Перепечатайте дословно из текста о Лихачеве всё, что идет от слов «По ощущениям Екатерины» и ниже до слов «позолоту и роскошь.» включительно.

→ **Фрагмент текста**

○ ○ ○ ○

Воспоминания Филатова о Лихачеве:
«На протяжении всего траурного действия в храме он старался стоять (92 года! — В. П.).Если сидел, то когда это требовалось по процедуре, вставал первым, за ним через некоторое время поднимался и президент. Я уверен, что приезду президента во многом способствовал именно Дмитрий Сергеевич. Ведь он написал Ельцину три (!) письма (это то, что знаю я). И говорят, в последний день звонил ему. Лучше Лихачева, пожалуй, никто не знал эту проблему и не мог привести всех аргументов в пользу президентского участия в процедуре… „Совесть нации“ — так его окрестил народ за умение в любой, самой трудной, порой скандальной ситуации обратиться к властям со своим словом правды и быть услышанным».
Лихачев писал Енишерлову:
«…B последнюю минуту, когда мы уже стояли в соборе, явился президент… Хорошо — по собственной воле, не приехали Мария с Георгием, разные губернаторы. К счастью, не нашлось денег, чтобы превратить похороны в „постановку“. Не было ряженых в старую форму, зато были шотландские волынщики (Николай был шефом одного из шотландских полков)».
От родового дворянства присутствовал барон Фальцвейн (по матери Епанчин). Романовы и Епанчины произошли от одного общего предка…
Сохранилась фотография, сделанная после церемонии; Ельцин пожимает руку Лихачеву, благодарит его. Улыбка Лихачева несколько вымученная, взгляд Ельцина — властный, уверенный и в то же время — чуть вопросительный… «Наверное, если мы обмениваемся рукопожатием с самим Лихачевым — значит, мои отношения с интеллигенцией более-менее в порядке?»
Чрезвычайная важность миссии Лихачева была по достоинству оценена Ельциным: 1 октября 1998 года Лихачеву была вручена высшая награда России — орден Святого апостола Андрея Первозванного.
По ощущениям Екатерины Юрьевны Гениевой, директора Библиотеки иностранной литературы, церемония не совсем соответствовала вкусам, да и самому облику Дмитрия Сергеевича:
«Все действо происходило в то время, когда только открылись отреставрированные кремлевские покои. Помню, какое тяжелое впечатление произвела на меня эта невообразимая позолота. Дмитрий Сергеевич и Борис Николаевич долго беседовали за закрытыми дверями. Когда они вышли к собравшимся… я заметила, как плохо облик Дмитрия Сергеевича гармонировал с нуворишской роскошью кремлевских покоев. Скромно одетый, с палочкой, Дмитрий Сергеевич всем своим видом словно бы укорял эту позолоту и роскошь.
Борис Николаевич вручил Дмитрию Сергеевичу красивый орден, который был специально сделан с учетом всех геральдических премудростей.
…Когда мы ехали с ним из Кремля, почему-то разговор зашел о вещах, которые Дмитрий Сергеевич хотел бы увидеть сделанными, как он выразился, „пока я жив“… Его очень беспокоили малые музеи, проблемы малых городов, малых библиотек. В этом разговоре проявилось и его внимание к личности любого человека, будь то директор Эрмитажа, Русского музея или библиотекарь в городе Мышкине: эти фигуры были для него абсолютно равнозначными.

○ ○ ○ ○

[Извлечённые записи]
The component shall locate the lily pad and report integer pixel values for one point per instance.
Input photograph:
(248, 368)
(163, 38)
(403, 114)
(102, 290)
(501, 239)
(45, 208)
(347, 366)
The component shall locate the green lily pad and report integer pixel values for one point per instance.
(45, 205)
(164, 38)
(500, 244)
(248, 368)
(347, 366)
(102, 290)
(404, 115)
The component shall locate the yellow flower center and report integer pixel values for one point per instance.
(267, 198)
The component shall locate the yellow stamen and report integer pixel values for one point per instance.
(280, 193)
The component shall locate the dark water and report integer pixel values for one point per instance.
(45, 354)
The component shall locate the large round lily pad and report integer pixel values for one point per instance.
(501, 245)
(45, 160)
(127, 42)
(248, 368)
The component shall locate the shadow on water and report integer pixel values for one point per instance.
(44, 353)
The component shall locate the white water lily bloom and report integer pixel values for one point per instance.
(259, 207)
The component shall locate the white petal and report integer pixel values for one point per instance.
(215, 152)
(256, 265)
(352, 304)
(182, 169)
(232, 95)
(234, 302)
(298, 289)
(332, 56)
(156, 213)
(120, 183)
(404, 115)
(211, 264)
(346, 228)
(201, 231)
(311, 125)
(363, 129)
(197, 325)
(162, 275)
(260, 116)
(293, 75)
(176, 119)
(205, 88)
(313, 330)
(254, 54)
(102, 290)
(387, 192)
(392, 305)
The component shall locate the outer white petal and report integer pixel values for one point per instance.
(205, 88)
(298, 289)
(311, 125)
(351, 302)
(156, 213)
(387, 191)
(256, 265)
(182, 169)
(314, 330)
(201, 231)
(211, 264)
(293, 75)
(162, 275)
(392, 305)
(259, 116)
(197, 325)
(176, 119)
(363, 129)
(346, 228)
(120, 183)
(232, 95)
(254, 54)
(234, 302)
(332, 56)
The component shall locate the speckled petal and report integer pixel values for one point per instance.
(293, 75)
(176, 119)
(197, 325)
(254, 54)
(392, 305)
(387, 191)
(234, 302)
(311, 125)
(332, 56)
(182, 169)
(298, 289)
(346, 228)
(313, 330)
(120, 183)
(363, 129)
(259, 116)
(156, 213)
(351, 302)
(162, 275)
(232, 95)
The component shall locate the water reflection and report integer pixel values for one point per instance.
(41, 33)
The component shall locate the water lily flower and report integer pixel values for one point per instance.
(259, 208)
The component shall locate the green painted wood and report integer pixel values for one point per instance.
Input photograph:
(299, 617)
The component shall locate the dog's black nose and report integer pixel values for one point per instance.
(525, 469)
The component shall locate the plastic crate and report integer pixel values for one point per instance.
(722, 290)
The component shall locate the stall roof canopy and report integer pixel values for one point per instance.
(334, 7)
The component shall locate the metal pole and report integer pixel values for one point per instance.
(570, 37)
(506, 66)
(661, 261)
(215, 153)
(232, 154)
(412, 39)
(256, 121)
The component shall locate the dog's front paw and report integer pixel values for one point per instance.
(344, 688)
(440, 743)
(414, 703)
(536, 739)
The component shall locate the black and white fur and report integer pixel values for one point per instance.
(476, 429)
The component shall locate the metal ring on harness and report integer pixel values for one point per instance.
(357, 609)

○ ○ ○ ○

→ **Решение ниже**
По ощущениям Екатерины Юрьевны Гениевой, директора Библиотеки иностранной литературы, церемония не совсем соответствовала вкусам, да и самому облику Дмитрия Сергеевича:
«Все действо происходило в то время, когда только открылись отреставрированные кремлевские покои. Помню, какое тяжелое впечатление произвела на меня эта невообразимая позолота. Дмитрий Сергеевич и Борис Николаевич долго беседовали за закрытыми дверями. Когда они вышли к собравшимся… я заметила, как плохо облик Дмитрия Сергеевича гармонировал с нуворишской роскошью кремлевских покоев. Скромно одетый, с палочкой, Дмитрий Сергеевич всем своим видом словно бы укорял эту позолоту и роскошь.